> **Available records**
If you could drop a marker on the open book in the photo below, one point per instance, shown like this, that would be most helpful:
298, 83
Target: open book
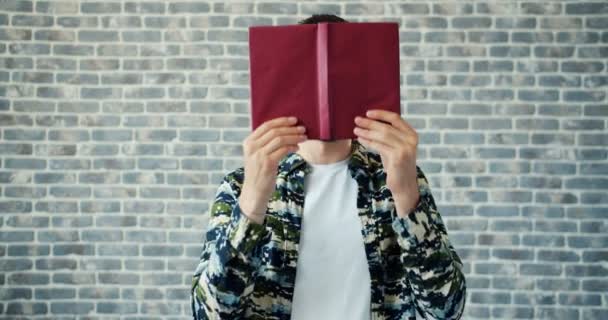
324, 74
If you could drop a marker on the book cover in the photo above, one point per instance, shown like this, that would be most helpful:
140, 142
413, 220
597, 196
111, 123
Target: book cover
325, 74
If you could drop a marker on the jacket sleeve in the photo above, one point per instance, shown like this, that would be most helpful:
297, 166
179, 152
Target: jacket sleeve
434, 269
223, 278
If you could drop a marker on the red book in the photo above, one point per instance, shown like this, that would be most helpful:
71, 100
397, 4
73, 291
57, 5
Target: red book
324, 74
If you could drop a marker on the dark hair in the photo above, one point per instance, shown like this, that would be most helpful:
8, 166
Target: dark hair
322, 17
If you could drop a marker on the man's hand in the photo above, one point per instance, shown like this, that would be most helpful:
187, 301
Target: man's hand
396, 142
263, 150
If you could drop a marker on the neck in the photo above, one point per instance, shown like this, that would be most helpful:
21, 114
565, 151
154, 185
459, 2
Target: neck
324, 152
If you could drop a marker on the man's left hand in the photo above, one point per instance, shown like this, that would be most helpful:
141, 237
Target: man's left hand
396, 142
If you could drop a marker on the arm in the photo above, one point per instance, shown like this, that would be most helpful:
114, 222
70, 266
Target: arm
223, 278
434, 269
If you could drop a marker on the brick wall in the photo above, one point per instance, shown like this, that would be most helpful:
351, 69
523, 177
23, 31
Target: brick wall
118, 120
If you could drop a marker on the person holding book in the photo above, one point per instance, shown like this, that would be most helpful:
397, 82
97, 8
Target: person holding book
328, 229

> **Problem to solve**
Extract all the entries word for word; omit any pictures.

> **Task answer**
If you could drop a marker on the open book in the photo below, one point per instance, shown like this, that would be most helpful:
298, 83
Target: open book
324, 74
If you could drop a marker on the book cover in the photo above, one point per instance, shown like this, that would be most helpful:
140, 142
413, 220
597, 196
111, 123
Target: book cover
325, 74
If you could drop a marker on the jacket sleeve in the photo above, one point per instance, shown like this, that would be most helpful:
297, 166
179, 152
Target: jacket sleeve
434, 269
223, 278
If you could drop a marker on the red book in the photo above, one point per instance, shown like this, that would be most helpful:
71, 100
397, 4
73, 291
57, 5
Target: red book
324, 74
If you could drop a marker on the dark hair in the photo above, one point per instance, shown like this, that would be most helpful:
8, 166
Target: dark hair
322, 17
If you could drop a marker on the man's hand in the photo above, one point per instance, shown like this, that would be most helpful:
187, 301
Target: man's hand
396, 142
263, 150
If you could drop a marker on the neck in the photo above, one point per instance, shown like this, that would be most helpful:
21, 114
565, 151
154, 185
459, 2
Target: neck
324, 152
If you could drop a marker on the man's left hand in the photo above, one point per instance, shown like this, that would be most helpful:
141, 237
Target: man's left hand
396, 142
If you could drop a marker on the arm in the photo above, one point per instance, shown like this, that would be most helpful:
114, 222
70, 266
Target: arm
223, 278
434, 269
If you could drop a marker on the brick wall in the photo above, one point per instance, shown like this, that would be most helpful:
351, 69
523, 177
23, 31
Target: brick wall
118, 120
If you could drop a marker on the person holding book in the photo above, one point per instance, shown like this, that would be most helpful:
397, 82
97, 8
Target: person holding book
328, 229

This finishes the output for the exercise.